PROMPT. The whole of the data is to be returned without a single change.

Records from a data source
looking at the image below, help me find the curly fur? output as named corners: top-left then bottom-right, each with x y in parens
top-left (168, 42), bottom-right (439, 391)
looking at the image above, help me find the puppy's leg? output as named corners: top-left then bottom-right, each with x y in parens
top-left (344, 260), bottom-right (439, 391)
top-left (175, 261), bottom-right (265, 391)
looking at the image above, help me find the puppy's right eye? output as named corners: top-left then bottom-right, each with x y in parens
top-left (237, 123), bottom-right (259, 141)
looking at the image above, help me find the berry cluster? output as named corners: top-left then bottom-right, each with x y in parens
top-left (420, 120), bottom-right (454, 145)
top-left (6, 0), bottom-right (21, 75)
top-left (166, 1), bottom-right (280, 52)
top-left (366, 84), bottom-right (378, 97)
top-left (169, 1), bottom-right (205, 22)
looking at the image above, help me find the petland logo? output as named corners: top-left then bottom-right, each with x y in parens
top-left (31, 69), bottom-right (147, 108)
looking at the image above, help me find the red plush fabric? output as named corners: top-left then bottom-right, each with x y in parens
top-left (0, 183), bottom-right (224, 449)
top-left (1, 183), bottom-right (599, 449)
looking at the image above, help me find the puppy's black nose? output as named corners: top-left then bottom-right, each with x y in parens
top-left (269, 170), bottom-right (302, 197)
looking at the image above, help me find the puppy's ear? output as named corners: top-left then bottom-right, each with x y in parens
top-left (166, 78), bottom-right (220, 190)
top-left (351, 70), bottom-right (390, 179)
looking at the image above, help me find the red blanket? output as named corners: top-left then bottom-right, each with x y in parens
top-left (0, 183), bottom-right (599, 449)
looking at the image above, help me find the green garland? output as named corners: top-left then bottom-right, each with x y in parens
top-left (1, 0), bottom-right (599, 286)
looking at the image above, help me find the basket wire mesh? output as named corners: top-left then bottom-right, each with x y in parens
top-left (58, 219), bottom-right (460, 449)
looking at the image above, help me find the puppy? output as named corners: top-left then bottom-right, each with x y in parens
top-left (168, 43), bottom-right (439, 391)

RESULT OF THIS TASK.
looking at the image below, help me find the curly fur? output as named corners: top-left then bottom-right, each with x y in parens
top-left (168, 42), bottom-right (439, 391)
looking at the image above, help me find the puppy's leg? output as named corners: top-left then bottom-right, each with x y in parens
top-left (344, 260), bottom-right (439, 391)
top-left (175, 261), bottom-right (265, 391)
looking at the image above, help me find the puppy's right eye? output as named corners: top-left then bottom-right, each with x y in parens
top-left (237, 123), bottom-right (259, 141)
looking at the image above, help me find the berry cluster? output as named corners: top-left then bottom-right, each with x y in parens
top-left (420, 120), bottom-right (454, 145)
top-left (6, 0), bottom-right (21, 75)
top-left (166, 1), bottom-right (280, 52)
top-left (366, 84), bottom-right (378, 97)
top-left (169, 1), bottom-right (205, 22)
looking at the image above, help me find the petland logo? output as named corners: top-left then bottom-right, each with x y in parens
top-left (31, 69), bottom-right (147, 108)
looking at the image above, help me find the red plush fabric? output as named corners: top-left then bottom-right, each with x y in parens
top-left (0, 183), bottom-right (224, 449)
top-left (1, 183), bottom-right (599, 449)
looking at the image above, help me find the puppy's black nose? output as named corners: top-left then bottom-right, each with x y in parens
top-left (269, 170), bottom-right (302, 197)
looking at the image above, help me find the puppy's ear? output as named corners: top-left then bottom-right, each with x y in parens
top-left (166, 78), bottom-right (220, 190)
top-left (351, 70), bottom-right (390, 179)
looking at the image above, help me find the red blanket? output as named corners: top-left then bottom-right, each with x y in parens
top-left (0, 183), bottom-right (599, 449)
looking at the image above, help me find the green garland? output as named corners: top-left then bottom-right, each with x y in parens
top-left (1, 0), bottom-right (599, 286)
looking at the image above, help me find the basket wire mesh? output as named corners: top-left then bottom-right, each with x y in parens
top-left (58, 219), bottom-right (460, 449)
looking at the image above, help me find the puppy? output as named corners: top-left then bottom-right, each with x y in parens
top-left (168, 43), bottom-right (439, 391)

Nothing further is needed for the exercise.